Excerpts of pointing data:
----
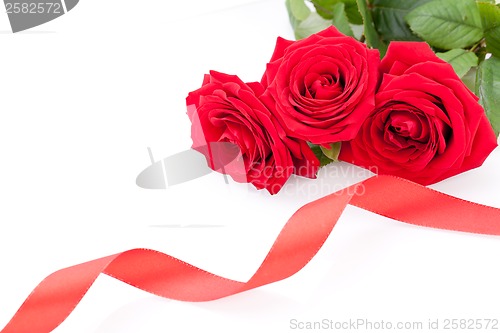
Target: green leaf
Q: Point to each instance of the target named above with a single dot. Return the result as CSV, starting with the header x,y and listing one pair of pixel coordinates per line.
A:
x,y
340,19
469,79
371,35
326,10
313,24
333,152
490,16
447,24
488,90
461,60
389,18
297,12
----
**Requirements**: Rename "green leaf" to "green foliage" throughout the records above, and write them out again with everything else left as it is. Leave the pictures out.

**Written response**:
Target: green foliage
Q: Point to each instance of the target named above with a single dot. Return the result as CSV, starting with the header x,y and listing one pair of pixel coordinates per line.
A:
x,y
340,19
469,79
371,35
326,10
313,24
333,152
490,16
447,24
488,90
461,60
389,18
297,12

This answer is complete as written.